# EXERCISE AIM:
Copy exactly the stretch of data below from the line with "negative clicks: (538, 466) (492, 588)" through the line with "503L514 495L477 499L451", including both of those lines.

# Stored records:
--

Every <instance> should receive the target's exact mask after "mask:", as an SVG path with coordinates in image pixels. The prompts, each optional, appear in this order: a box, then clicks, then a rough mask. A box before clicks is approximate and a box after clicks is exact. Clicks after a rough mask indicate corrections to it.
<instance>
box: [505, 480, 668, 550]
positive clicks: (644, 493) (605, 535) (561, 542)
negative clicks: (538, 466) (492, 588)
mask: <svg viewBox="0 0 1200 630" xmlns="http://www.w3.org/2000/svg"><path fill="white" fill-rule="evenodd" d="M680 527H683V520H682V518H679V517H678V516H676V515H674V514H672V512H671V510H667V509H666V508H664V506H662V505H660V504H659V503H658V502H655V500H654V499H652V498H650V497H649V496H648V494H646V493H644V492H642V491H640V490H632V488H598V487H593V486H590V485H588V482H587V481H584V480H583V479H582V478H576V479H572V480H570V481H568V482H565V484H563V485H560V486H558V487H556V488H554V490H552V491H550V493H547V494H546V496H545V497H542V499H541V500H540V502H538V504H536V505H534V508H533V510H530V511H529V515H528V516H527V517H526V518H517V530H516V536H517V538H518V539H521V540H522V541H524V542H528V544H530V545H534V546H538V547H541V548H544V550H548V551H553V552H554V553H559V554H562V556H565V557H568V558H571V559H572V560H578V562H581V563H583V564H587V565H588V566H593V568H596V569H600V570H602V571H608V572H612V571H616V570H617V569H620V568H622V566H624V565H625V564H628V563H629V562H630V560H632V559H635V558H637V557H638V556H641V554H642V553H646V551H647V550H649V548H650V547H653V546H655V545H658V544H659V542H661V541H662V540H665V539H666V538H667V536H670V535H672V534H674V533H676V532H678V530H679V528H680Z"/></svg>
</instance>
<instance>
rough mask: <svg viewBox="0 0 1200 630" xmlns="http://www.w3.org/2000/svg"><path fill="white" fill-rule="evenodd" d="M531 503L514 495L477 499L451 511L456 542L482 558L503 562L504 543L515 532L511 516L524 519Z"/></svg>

--

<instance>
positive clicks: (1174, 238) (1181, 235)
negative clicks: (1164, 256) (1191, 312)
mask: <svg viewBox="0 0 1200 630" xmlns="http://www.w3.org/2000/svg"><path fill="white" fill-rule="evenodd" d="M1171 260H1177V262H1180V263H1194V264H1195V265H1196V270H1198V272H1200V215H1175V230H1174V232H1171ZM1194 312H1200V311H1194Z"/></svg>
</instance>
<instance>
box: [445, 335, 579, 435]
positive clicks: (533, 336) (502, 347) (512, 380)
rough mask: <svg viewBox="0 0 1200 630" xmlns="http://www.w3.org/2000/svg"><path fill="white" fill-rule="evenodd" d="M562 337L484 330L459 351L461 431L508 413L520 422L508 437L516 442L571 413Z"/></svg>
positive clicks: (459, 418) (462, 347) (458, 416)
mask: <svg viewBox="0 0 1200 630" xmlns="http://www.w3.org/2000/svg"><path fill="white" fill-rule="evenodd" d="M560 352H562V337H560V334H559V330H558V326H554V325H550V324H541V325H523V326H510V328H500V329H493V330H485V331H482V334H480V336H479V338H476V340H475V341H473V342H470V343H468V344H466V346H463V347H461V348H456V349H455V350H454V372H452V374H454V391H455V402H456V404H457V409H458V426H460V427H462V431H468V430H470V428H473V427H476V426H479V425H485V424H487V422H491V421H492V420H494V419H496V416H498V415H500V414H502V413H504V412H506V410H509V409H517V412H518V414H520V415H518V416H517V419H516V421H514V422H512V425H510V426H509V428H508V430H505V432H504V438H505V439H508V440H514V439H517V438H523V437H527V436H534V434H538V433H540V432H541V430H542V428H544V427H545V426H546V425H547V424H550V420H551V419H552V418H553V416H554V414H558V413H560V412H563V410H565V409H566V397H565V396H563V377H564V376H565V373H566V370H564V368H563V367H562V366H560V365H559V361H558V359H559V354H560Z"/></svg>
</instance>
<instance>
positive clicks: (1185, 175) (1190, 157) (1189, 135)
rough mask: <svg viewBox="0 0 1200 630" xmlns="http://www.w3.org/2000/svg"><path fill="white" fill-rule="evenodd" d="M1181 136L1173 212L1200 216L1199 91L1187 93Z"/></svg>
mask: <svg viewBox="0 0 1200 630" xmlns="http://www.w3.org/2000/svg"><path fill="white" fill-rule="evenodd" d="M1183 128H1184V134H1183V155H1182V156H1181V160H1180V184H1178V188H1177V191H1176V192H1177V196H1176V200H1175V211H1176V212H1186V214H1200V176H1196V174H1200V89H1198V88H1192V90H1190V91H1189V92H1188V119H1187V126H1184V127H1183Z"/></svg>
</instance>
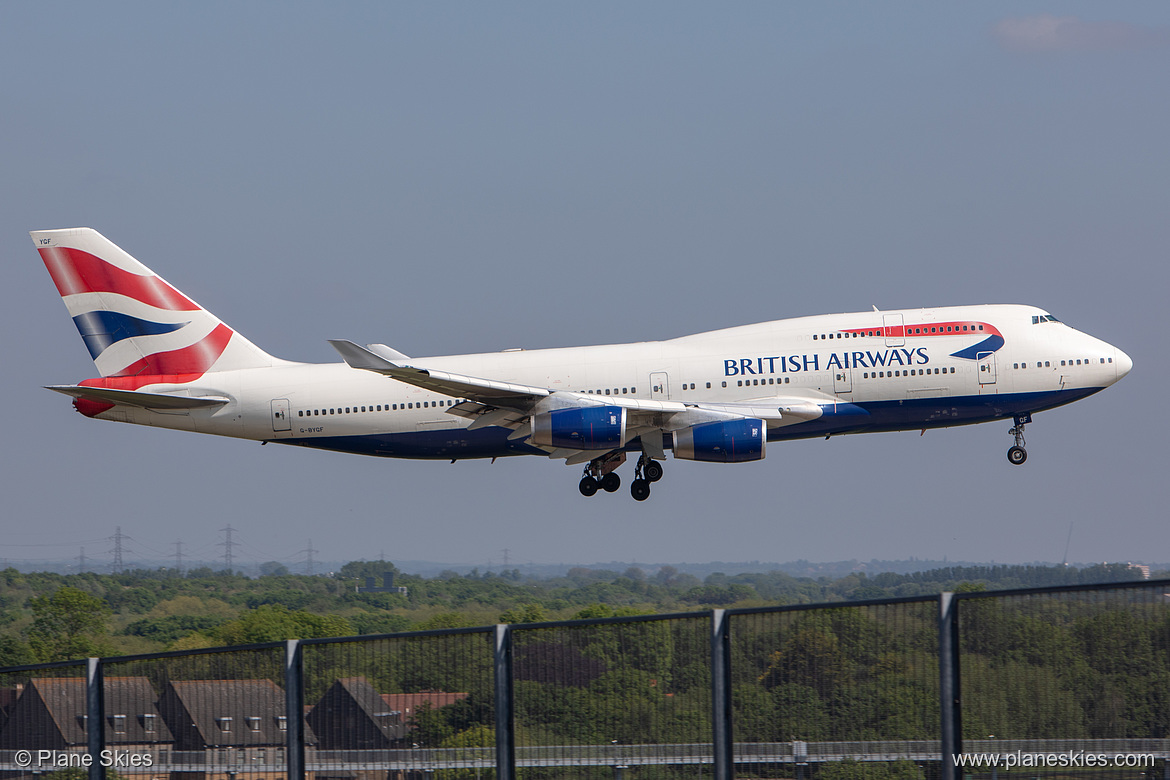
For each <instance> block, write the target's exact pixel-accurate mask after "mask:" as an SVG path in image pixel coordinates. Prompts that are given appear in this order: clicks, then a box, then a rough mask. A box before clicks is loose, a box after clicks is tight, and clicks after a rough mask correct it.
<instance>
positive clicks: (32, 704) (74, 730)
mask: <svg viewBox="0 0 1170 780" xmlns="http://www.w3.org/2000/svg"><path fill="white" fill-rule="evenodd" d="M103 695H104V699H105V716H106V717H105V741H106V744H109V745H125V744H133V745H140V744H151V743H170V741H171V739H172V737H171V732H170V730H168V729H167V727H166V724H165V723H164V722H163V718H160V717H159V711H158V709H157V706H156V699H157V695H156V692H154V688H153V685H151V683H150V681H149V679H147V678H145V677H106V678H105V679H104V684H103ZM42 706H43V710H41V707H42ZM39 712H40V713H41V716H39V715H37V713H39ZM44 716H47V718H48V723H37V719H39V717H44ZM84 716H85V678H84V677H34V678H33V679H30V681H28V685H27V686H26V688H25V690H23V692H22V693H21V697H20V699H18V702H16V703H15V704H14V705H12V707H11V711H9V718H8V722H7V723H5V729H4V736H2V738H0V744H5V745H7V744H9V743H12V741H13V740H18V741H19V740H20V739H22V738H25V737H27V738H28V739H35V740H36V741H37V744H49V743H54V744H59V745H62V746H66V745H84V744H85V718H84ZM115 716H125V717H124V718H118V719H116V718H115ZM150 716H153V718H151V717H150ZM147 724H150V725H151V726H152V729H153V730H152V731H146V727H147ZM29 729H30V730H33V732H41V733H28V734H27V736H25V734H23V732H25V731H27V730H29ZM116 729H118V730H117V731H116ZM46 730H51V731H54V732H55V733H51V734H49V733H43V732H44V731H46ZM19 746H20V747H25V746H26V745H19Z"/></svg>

--

# ANSWER TO THE EXERCISE:
negative clicks: (538, 466) (492, 588)
mask: <svg viewBox="0 0 1200 630" xmlns="http://www.w3.org/2000/svg"><path fill="white" fill-rule="evenodd" d="M680 527H683V520H682V518H679V517H678V516H676V515H674V514H672V512H671V510H667V509H666V508H664V506H662V505H660V504H659V503H658V502H655V500H654V499H652V498H650V497H649V496H648V494H646V493H644V492H642V491H640V490H632V488H598V487H593V486H590V485H588V482H587V481H584V480H583V479H582V478H576V479H572V480H570V481H568V482H565V484H563V485H560V486H558V487H556V488H554V490H552V491H550V493H547V494H546V496H545V497H542V499H541V500H540V502H538V504H536V505H534V508H533V510H530V511H529V515H528V516H527V517H526V518H517V530H516V536H517V538H518V539H521V540H522V541H524V542H528V544H530V545H534V546H538V547H541V548H544V550H548V551H553V552H554V553H559V554H562V556H565V557H568V558H571V559H572V560H578V562H581V563H583V564H587V565H588V566H593V568H596V569H600V570H602V571H608V572H612V571H616V570H617V569H620V568H622V566H624V565H625V564H628V563H629V562H630V560H632V559H635V558H637V557H638V556H641V554H642V553H646V551H647V550H649V548H650V547H653V546H655V545H658V544H659V542H661V541H662V540H665V539H666V538H667V536H670V535H672V534H674V533H676V532H678V530H679V528H680Z"/></svg>
</instance>
<instance>
rough mask: <svg viewBox="0 0 1200 630" xmlns="http://www.w3.org/2000/svg"><path fill="white" fill-rule="evenodd" d="M531 503L514 495L477 499L451 511L456 542L482 558L503 562L504 543L515 532L511 516L524 519Z"/></svg>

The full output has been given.